◆ Directions:
Take the data below. Output it exactly from its first line through the line containing "Q: What bounding box encloses the gray".

[Start of Attachment]

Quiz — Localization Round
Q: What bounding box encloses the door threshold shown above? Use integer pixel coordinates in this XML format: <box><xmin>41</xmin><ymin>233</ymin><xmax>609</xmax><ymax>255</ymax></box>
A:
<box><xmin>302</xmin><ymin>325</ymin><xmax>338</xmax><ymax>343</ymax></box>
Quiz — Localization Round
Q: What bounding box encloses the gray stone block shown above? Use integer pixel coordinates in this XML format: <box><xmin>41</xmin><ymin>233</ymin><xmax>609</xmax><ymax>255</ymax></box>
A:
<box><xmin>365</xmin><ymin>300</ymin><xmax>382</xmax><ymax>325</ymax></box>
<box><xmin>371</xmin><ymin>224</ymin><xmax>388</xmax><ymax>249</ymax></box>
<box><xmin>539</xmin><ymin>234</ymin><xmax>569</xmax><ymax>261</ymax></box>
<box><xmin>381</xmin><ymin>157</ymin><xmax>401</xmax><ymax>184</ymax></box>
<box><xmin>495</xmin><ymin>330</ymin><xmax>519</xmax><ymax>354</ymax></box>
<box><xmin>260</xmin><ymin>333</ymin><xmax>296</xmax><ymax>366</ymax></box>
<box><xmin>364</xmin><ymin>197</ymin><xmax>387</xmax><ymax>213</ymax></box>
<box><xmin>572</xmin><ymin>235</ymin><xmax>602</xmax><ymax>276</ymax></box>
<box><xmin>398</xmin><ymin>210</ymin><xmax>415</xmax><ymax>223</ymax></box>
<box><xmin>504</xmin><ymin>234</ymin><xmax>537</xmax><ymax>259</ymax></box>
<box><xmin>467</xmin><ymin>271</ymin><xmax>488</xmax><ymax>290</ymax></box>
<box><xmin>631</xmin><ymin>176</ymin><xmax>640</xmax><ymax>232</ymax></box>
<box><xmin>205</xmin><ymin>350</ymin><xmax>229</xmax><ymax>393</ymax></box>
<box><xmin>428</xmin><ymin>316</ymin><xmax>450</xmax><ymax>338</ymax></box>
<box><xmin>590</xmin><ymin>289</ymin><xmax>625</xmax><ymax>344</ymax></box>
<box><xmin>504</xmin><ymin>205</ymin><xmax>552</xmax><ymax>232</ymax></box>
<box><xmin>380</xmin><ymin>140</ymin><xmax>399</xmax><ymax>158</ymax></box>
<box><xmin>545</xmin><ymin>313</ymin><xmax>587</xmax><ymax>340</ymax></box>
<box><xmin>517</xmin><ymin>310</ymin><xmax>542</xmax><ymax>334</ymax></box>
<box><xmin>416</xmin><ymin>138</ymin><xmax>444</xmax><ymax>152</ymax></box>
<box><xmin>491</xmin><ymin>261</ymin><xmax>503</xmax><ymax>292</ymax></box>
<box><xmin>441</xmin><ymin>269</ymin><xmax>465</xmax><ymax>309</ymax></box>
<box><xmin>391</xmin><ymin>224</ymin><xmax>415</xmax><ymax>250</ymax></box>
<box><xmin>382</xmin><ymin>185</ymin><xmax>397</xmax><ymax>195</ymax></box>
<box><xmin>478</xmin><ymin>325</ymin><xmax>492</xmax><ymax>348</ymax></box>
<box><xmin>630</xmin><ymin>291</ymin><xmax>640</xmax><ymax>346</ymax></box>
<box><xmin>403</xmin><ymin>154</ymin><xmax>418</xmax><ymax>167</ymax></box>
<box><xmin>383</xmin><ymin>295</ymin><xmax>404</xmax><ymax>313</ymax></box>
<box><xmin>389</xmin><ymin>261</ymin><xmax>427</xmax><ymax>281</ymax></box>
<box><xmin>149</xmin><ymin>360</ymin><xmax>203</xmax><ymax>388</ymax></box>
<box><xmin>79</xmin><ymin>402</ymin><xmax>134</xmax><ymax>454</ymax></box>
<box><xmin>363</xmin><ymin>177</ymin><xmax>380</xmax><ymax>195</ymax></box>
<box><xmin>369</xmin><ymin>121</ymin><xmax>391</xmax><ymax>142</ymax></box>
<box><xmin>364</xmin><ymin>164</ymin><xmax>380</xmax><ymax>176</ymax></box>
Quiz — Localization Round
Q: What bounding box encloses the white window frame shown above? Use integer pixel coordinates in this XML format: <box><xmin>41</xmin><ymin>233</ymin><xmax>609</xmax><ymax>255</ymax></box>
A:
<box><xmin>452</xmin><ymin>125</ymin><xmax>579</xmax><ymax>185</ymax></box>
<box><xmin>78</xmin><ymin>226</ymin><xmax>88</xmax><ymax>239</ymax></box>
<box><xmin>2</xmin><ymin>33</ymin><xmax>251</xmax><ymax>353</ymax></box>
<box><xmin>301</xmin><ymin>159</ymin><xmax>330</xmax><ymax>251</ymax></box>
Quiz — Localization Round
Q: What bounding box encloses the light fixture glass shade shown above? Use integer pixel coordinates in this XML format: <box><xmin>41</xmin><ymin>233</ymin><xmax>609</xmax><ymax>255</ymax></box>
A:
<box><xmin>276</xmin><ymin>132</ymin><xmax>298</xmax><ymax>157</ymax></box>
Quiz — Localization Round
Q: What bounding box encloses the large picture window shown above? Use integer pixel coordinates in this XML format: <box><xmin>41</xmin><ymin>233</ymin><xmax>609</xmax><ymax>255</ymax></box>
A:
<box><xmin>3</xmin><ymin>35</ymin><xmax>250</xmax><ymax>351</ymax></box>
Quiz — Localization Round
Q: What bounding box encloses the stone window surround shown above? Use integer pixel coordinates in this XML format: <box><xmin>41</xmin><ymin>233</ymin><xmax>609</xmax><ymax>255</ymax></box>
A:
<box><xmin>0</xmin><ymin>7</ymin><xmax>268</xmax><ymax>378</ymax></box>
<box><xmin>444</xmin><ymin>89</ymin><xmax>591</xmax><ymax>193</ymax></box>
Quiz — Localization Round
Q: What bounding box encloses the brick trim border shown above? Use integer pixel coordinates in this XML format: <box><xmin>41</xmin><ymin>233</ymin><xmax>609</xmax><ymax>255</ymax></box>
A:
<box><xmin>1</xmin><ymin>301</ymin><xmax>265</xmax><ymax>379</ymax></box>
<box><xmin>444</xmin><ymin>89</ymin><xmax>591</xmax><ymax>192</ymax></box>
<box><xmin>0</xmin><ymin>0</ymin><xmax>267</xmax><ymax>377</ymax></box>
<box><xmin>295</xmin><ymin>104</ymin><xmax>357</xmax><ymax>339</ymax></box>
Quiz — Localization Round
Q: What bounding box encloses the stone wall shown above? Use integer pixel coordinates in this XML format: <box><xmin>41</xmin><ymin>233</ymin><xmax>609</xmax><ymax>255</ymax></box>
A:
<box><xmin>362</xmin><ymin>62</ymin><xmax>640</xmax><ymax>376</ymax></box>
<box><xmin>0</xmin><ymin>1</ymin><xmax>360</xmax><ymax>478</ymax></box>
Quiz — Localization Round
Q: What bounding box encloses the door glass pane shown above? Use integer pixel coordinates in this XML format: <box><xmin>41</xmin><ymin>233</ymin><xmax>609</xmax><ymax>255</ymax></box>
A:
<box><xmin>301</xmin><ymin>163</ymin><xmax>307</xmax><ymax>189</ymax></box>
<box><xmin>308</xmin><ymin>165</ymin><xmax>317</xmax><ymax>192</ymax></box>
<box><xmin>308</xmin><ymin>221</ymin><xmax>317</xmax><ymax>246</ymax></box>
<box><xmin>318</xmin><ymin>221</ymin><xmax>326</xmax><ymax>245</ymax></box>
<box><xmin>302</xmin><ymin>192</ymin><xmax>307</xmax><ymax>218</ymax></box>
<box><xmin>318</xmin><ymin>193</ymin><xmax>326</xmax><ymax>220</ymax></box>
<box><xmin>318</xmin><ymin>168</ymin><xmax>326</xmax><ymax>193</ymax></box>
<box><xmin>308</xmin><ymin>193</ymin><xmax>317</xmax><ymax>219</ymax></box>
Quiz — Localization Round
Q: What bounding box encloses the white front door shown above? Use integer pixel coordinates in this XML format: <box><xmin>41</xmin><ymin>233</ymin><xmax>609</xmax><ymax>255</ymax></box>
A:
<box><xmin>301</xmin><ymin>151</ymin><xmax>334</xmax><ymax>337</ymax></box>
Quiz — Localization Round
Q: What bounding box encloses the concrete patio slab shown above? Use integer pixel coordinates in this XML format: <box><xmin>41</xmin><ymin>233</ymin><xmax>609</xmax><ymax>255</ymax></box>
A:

[End of Attachment]

◆ Response area:
Quiz — Localization Round
Q: What bounding box encloses the door threshold shown above? Use integer pixel coordinates in this XML format: <box><xmin>41</xmin><ymin>233</ymin><xmax>609</xmax><ymax>255</ymax></box>
A:
<box><xmin>302</xmin><ymin>325</ymin><xmax>338</xmax><ymax>343</ymax></box>
Quiz — Localization Round
Q: What bounding box encloses the gray stone block shown above? Use integer pixel coordinates in this XML format: <box><xmin>41</xmin><ymin>233</ymin><xmax>609</xmax><ymax>255</ymax></box>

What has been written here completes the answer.